• DESCRIPTION OF THE TASK: In the article on the proposed W-visa program, what does it mean for the visa to be "portable"?

• TEXT PASSAGE:
>>>

A New Door for Guestworkers?

Michelle Chen

Questions remains about whether the new W-visa program will properly protect workers. (Photo courtesy of the NGA).

The perennial impasse in the immigration debate between labor and business seems to be fading as a group of senators, working with industry and union lobbies, irons out a framework that would bring more migrants into the labor force, purportedly under a system that extends rights and protections for so-called guestworkers.” But what the new system really means for workers depends on how it is implemented and regulated, and who is controlling the gates.

The proposed W-visa plan reportedly strikes a compromise between business’s desire for low-cost labor and union concerns (represented by the AFL-CIO in Washington) about maintaining jobs for U.S. workers and enforcing wage-and-hour laws. Aimed at less-skilled sectors like restaurant work, the W-visa would differ from previous employment-based visas in two key ways. For one, it would offer immigrants a way to petition for residency and eventually attain citizenship. And unlike much maligned temporary-worker programs, the visa would be portable,” meaning it would not be tied to a specific workplace or employer. In theory, that would allow a worker to switch jobs without jeopardizing her legal status.

<<<

• EXERCISE DATA:
>>>

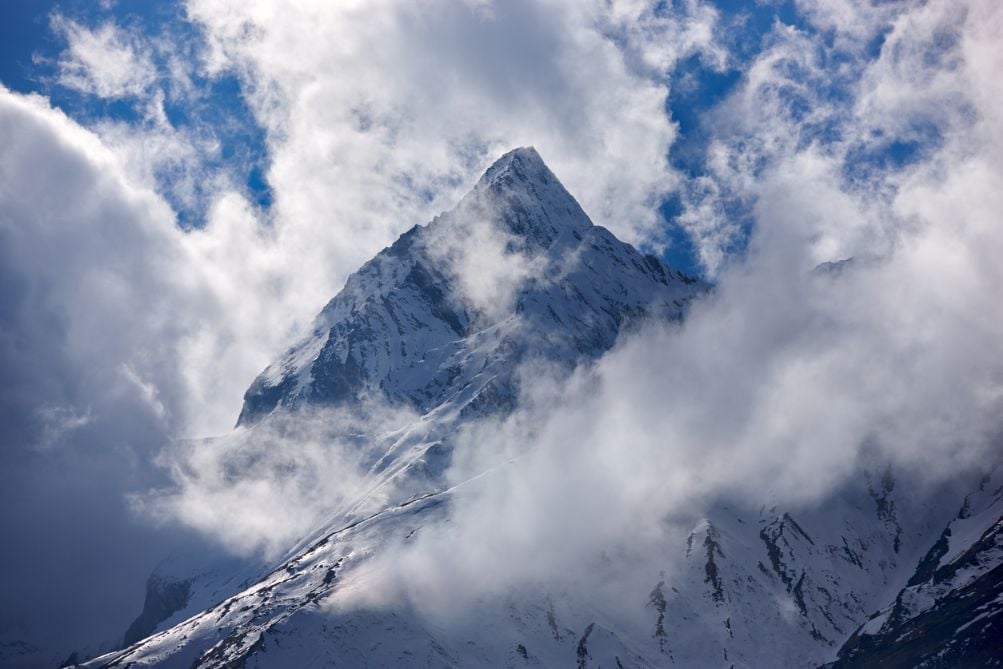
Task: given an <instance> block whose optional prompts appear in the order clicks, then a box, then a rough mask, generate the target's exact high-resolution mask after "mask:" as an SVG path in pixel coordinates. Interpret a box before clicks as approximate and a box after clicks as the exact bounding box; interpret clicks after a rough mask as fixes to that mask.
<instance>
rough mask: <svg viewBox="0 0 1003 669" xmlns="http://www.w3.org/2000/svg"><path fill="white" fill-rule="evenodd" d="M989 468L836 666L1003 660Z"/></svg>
mask: <svg viewBox="0 0 1003 669" xmlns="http://www.w3.org/2000/svg"><path fill="white" fill-rule="evenodd" d="M1001 478H1003V476H1001V472H1000V471H999V469H997V470H995V471H994V472H992V473H990V474H987V475H986V476H985V477H984V478H983V479H982V481H981V483H980V484H979V488H978V490H976V491H975V492H973V493H972V494H970V495H968V496H966V497H965V501H964V505H963V506H962V508H961V511H959V512H958V515H957V517H956V518H955V519H954V520H953V521H951V523H950V524H948V526H947V527H946V528H945V529H944V532H943V533H941V535H940V538H939V539H938V540H937V542H936V544H934V545H933V547H932V548H931V549H930V551H929V552H928V553H927V554H926V556H924V558H923V559H922V560H921V561H920V563H919V565H918V566H917V568H916V572H915V573H914V574H913V576H912V577H911V578H910V580H909V583H908V584H907V586H906V587H905V588H904V589H903V590H902V591H900V592H899V594H898V595H897V596H896V598H895V600H894V602H893V603H892V604H890V605H889V606H887V607H885V608H884V609H882V610H881V611H878V612H877V613H875V614H874V615H873V616H872V617H871V619H870V620H868V622H867V623H866V624H864V625H862V626H861V627H860V628H859V629H858V630H857V631H856V632H855V633H854V634H853V635H852V636H851V637H850V639H848V640H847V642H846V643H845V644H844V646H843V648H842V649H841V650H840V656H839V659H838V660H837V661H835V662H833V663H832V664H831V667H833V668H843V667H875V666H897V667H898V666H901V667H927V668H931V669H932V668H934V667H937V668H945V669H946V668H948V667H962V666H970V667H992V666H1003V480H1001Z"/></svg>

<<<

• RESPONSE AREA: It would not be tied to a specific workplace or employer.